- Work order -
What you return must match the records exactly.

Stored entries:
☆ ☆ ☆ ☆ ☆ ☆ ☆

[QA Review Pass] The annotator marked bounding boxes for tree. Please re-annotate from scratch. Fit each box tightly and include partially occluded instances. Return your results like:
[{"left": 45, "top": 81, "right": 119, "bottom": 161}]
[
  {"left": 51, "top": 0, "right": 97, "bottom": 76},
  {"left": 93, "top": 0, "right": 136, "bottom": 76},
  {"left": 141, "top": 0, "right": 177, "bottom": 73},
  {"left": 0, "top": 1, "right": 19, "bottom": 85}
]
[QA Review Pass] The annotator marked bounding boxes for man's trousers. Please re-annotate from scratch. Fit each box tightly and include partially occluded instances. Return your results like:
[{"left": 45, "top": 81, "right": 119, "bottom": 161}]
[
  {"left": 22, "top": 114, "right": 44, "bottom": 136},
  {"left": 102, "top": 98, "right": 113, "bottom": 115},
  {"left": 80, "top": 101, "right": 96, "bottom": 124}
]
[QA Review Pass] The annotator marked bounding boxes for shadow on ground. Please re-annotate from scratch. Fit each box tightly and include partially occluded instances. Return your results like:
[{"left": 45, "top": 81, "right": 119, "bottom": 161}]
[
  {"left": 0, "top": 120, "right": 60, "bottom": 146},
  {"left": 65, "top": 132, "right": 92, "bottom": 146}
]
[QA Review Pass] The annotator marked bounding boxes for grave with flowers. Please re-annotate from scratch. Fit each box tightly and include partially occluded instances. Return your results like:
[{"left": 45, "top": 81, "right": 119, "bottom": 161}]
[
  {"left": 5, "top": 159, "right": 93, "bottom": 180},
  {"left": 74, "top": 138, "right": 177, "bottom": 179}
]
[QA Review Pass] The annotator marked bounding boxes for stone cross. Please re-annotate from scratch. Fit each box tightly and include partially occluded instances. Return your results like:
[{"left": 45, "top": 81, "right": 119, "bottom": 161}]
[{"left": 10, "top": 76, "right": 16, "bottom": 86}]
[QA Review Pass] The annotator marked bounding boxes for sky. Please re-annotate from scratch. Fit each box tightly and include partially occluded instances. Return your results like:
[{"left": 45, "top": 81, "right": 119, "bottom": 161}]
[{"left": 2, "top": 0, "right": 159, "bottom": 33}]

☆ ☆ ☆ ☆ ☆ ☆ ☆

- Solution -
[QA Review Pass] The annotator marked bounding boxes for tree. Please re-annotate from scratch. Fit each box tightly and include partially occluded instances. Return your results like:
[{"left": 45, "top": 81, "right": 119, "bottom": 161}]
[
  {"left": 51, "top": 0, "right": 97, "bottom": 76},
  {"left": 93, "top": 0, "right": 136, "bottom": 76},
  {"left": 141, "top": 0, "right": 177, "bottom": 73},
  {"left": 0, "top": 1, "right": 19, "bottom": 85}
]
[QA Review Pass] The annotator marked bounding boxes for man's trousers. Please re-annotate from scratch. Fit each box tightly and include partially occluded instances. Return your results like:
[{"left": 45, "top": 81, "right": 119, "bottom": 161}]
[
  {"left": 22, "top": 114, "right": 44, "bottom": 136},
  {"left": 102, "top": 98, "right": 113, "bottom": 115},
  {"left": 80, "top": 101, "right": 96, "bottom": 124}
]
[QA Review Pass] The annotator marked bounding boxes for shadow on ground. Please re-annotate from scratch. Fit each box tightly and include partially occluded instances. Return your results like:
[{"left": 45, "top": 81, "right": 119, "bottom": 161}]
[
  {"left": 0, "top": 120, "right": 60, "bottom": 146},
  {"left": 65, "top": 132, "right": 92, "bottom": 146}
]
[QA Review Pass] The annotator marked bounding boxes for grave with flowers. Please re-annotate from scratch. Fit each box tightly and include partially occluded instances. Return your results like:
[{"left": 45, "top": 81, "right": 119, "bottom": 161}]
[
  {"left": 5, "top": 159, "right": 93, "bottom": 180},
  {"left": 74, "top": 138, "right": 177, "bottom": 179}
]
[QA Review Pass] The annotator marked bounding boxes for stone cross. Please re-annotate from scratch. Fit each box tightly and include partially occluded instances. Return your results like:
[{"left": 45, "top": 81, "right": 119, "bottom": 161}]
[{"left": 10, "top": 76, "right": 16, "bottom": 86}]
[QA Review Pass] The annotator marked bounding boxes for sky. Please re-annotate from scratch. Fit each box tightly and include partially occluded instances. Return your results like:
[{"left": 45, "top": 81, "right": 119, "bottom": 161}]
[{"left": 2, "top": 0, "right": 159, "bottom": 33}]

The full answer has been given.